> **提示文**
- - -
多摩地域の各自治体においても、豊かな地域資源を活かした返礼品の数々が用意されている。現在、多摩地域内でふるさと納税の返礼品を用意しているのは、福生市を除く29市町村である。そのうち寄附受入金額が最も多い府中市では、サントリー社のビール各種が代表的な返礼品だ。次いで多い町田市では、オーディオテクニカ社のイヤホンがふるさと納税ポータルサイト内のランキング上位の常連となっており、全国的に名の知れた大企業の製品は返礼品として安定した人気を博していることが窺える。
また、ここ数年で返礼品の取扱いを始めた自治体も複数あり、中でも調布市は2022年12月から開始したばかりだ。導入に至った経緯について、同市行政経営部企画経営課の長井彰吾氏は、「当市では、様々な要因で影響を受ける地域経済の活性化を促すことも目的の一つとする中で返礼品の取扱いを始めました」と話す。返礼品は、近隣の住民や通勤・通学などで同市に馴染みのある人に向け、飲食店のチケットなど市内に人を呼び込むものも用意したという。今後も反応を見ながら徐々に品数を増やす予定だ。
各自治体の返礼品の中には、調布市と同様に実際にその場所を訪れて体験できるものも多い。例えば、小金井市の「野菜の収穫体験引換券」は、市内の農園で新鮮な野菜の収穫を年間を通して楽しむことができ、家族連れに好評だ。ふるさと納税は、自分の住む自治体に寄附しても返礼品をもらうことができないため、体験系の返礼品は近隣住民がターゲットになっている。ほかにも、寄附先の自治体に住む家族などへの訪問や家事代行、お墓の清掃代行など、生活に根ざした実用的なサービスも多い。
- - -
> **挑戦課題 A**
多摩地域のふるさと納税に関する文章では、調布市が返礼品の取扱いを始めたのはいつとされていますか？
> **挑戦課題 B**
多摩地域のふるさと納税に関する文章を、最後の文の後から書き継いでください。
後に続く各行は、多摩地域のふるさと納税に関する文章とは別の資料です。

> **提供資料**
- - -
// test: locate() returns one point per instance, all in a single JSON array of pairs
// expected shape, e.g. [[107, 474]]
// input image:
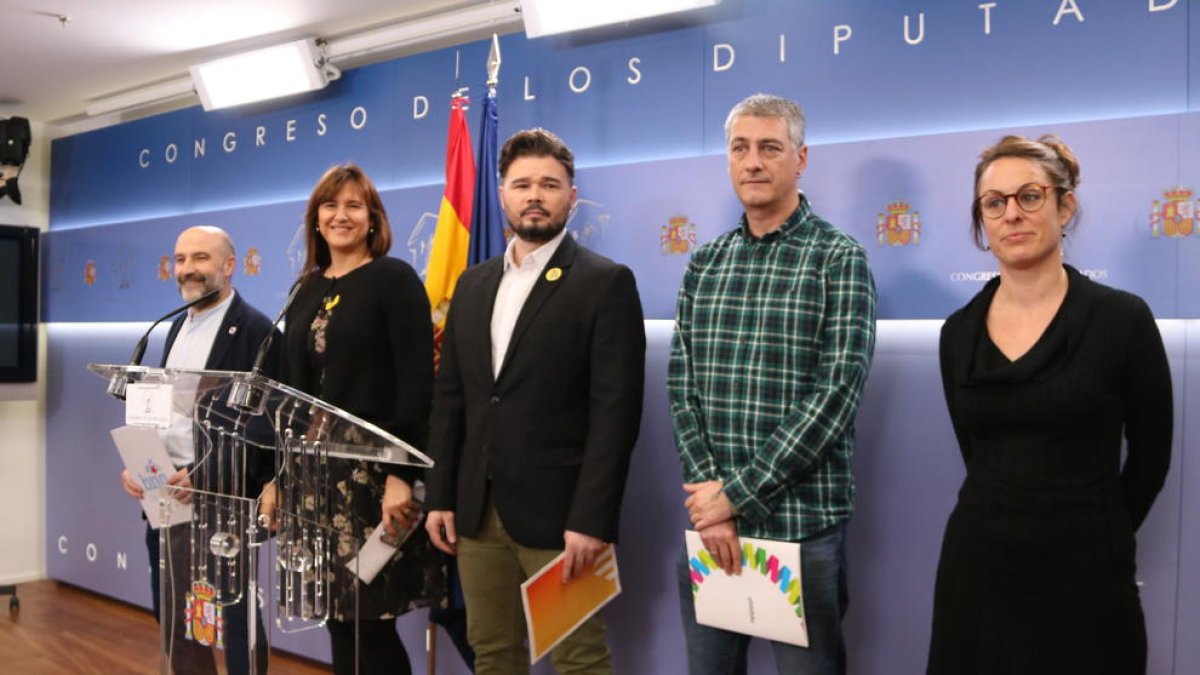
- - -
> **記述回答 A**
2022年12月です。

> **記述回答 B**
調布市の長井氏は、「まずは、市内事業者の支援と市の魅力発信を積極的に行い、調布市をPRしていきたい。いずれは返礼品ありきではない、当市への応援のお気持ちによる寄附につながれば嬉しいです」と力を込める。拡大し続けるふるさと納税の市場に対応するために、各自治体では柔軟な発想による新たなアイデアの捻出が求められる。
表2 多摩地域の地域資源を活かした個性的な返礼品の一例
(備考)各自治体が2022年12月現在、返礼品として自治体のホームページや各ふるさと納税ポータルサイト内で公表しているものを、当研究所が独自に選び掲載ふるさと納税制度のこれから
日本各地に魅力的な返礼品が次々と登場し、ふるさと納税を行う人が増加した結果、都市部から地方へお金の流れが発生した。それによって潤っている自治体がある一方で、税収の減収に頭を悩ます自治体が出ていることも事実だ。現状の制度が続く以上、ふるさと納税による自治体間での税収の差は広がるばかりだろう。
ふるさと納税による減収が目立つ多摩地域の自治体では、寄附先として選ばれるために試行錯誤を続けている。ふるさと納税は、納税者が寄附先を自ら選択できることに大きな意味があり、思い入れのある地域や応援したい地域に税制を通じて力になることができる制度である。今後は、返礼品から寄附先を選ぶ楽しさに加え、多摩地域内で応援したい地域や馴染みある近隣自治体への気持ちのこもった寄附が増えていくことを期待したい。それが、多摩地域のさらなる発展につながっていくはずだ。(畑山若菜/編集:野村智子)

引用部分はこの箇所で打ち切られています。